## [DIRECTIONS FOR THIS TASK]
In the letter about grieving a toxic relationship, what name did one reader give to the pain of going back over the moments when leaving was possible?

## [EXCERPTED TEXT]
******************************

Hi everyone,

“What’s that stage of grief called where you look back on your toxic relationship and go over and over all those little crossroads when you should have left but you didn’t?”

I recently posted this on Threads on a whim. I had been reflecting on this particular form of pain that both I and many of my clients have experienced, and how it seems like an important component of healing. One reader offered a name for it: “ambiguous grief—the grief that has no place to land because there’s no way to resolve past choices, only to grieve what life might have looked like if you’d left sooner.” That’s it exactly.

This is one of those times on Threads when I was genuinely humbled by the depth, thoughtfulness, and vulnerability I saw in the comments. One reader talked about realizing how we “tolerate and minimize and think that it’s not that bad, then we are shocked that we put up with so much.” This captures the layers of regret we feel: Who could we have become had we not spent so much energy trying to “fix someone”? What might we have done with all that time we wasted fretting about their actions? We can never know the answers to those questions, but the pain of these lost possibilities is real, and we have to honor it.

But sitting with that grief is only part of the work. We must also examine our own role in the toxic dynamic. One reader explained: “You have to take accountability for staying. For getting to the point of resentment. For choosing potential over reality. For repeating cycles because you are too loyal to others but not loyal to yourself.”

This idea of accountability surfaced in a painful story one reader shared about reading through her old journals: “I realized I had been writing about needing to leave him for the same behaviors for almost 20 years. I went through my mind and counted how many times I tried to leave him before. And then it was like I was free.”

But as we sort through our mistakes, we must also embrace self-forgiveness. One reader explained that “we simply hoped that the person we believed they were would reappear.” She encouraged compassion toward our past selves, reminding that “hope is a powerful drug.”

Many readers eventually arrived at a better place. They called this “clarity,” “learning,” “an awakening,” and even “the dawning.”

I guess hope inspires poetry, even on Threads.

Until next time,

Dana

P.S. A big thank you to everyone who commented on this post and those who gave me permission to use their wise and beautiful words here.

******************************

## [DATA SUPPLIED]
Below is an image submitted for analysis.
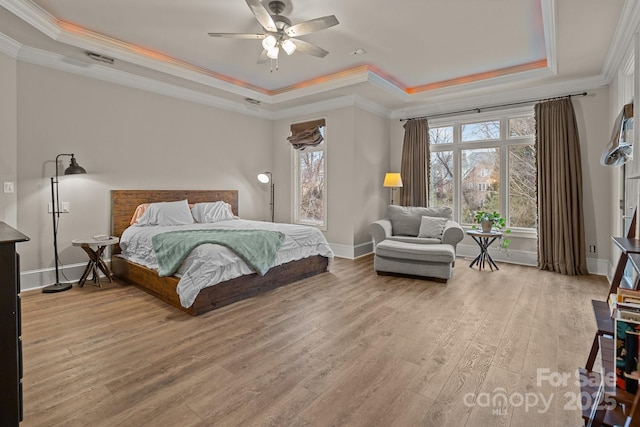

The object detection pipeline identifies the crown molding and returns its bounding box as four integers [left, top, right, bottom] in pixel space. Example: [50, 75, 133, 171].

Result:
[0, 33, 22, 59]
[601, 0, 640, 83]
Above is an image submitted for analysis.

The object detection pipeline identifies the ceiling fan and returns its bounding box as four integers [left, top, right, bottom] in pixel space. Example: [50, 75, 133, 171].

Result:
[209, 0, 338, 64]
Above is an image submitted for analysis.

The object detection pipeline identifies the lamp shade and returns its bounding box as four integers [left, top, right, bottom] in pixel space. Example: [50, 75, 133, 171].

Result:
[64, 155, 87, 175]
[382, 172, 402, 188]
[262, 35, 277, 50]
[267, 46, 280, 59]
[257, 172, 271, 184]
[282, 39, 296, 55]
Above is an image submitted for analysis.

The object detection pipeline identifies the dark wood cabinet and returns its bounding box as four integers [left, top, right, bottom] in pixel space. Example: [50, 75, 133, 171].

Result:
[0, 222, 29, 427]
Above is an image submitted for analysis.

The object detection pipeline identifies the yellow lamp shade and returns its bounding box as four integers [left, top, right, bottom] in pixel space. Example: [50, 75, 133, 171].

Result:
[382, 172, 402, 188]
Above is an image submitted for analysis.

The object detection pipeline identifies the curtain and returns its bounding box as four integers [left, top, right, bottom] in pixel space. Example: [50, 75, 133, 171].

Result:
[400, 119, 429, 206]
[287, 119, 325, 150]
[535, 98, 588, 276]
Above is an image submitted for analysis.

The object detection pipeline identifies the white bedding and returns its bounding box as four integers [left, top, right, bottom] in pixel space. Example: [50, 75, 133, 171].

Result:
[120, 219, 333, 307]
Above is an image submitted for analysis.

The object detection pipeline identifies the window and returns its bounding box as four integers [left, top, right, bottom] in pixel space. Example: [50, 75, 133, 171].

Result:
[292, 126, 327, 228]
[429, 107, 537, 229]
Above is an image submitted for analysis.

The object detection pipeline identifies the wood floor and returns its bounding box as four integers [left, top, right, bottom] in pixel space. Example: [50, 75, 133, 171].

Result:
[22, 256, 608, 427]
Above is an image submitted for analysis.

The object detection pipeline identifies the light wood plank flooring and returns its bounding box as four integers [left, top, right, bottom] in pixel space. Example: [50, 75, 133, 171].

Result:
[22, 256, 608, 427]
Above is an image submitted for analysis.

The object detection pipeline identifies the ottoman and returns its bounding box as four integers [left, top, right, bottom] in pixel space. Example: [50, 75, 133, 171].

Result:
[373, 239, 455, 281]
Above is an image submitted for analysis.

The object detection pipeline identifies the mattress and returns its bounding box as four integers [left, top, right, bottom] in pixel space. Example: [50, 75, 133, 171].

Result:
[120, 219, 333, 308]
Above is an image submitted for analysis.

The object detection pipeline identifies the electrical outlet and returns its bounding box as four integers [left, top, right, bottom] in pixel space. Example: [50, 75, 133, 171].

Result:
[47, 202, 69, 213]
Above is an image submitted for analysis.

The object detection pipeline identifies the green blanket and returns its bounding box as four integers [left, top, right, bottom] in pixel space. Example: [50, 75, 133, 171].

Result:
[151, 230, 284, 277]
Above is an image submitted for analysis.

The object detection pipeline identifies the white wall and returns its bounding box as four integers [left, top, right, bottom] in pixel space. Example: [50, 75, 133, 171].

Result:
[0, 53, 18, 228]
[17, 62, 272, 278]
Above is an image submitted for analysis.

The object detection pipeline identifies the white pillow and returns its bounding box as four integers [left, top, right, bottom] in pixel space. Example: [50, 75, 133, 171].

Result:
[191, 201, 233, 224]
[418, 216, 447, 239]
[137, 200, 193, 225]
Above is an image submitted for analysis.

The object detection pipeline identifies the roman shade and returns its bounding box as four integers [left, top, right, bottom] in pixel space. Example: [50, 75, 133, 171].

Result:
[287, 119, 325, 150]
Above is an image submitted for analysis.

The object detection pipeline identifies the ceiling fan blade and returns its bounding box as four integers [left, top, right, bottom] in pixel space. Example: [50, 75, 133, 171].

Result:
[289, 39, 329, 58]
[258, 49, 269, 64]
[209, 33, 267, 40]
[284, 15, 339, 37]
[247, 0, 278, 33]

******************************

## [TASK RESULT]
Ambiguous grief.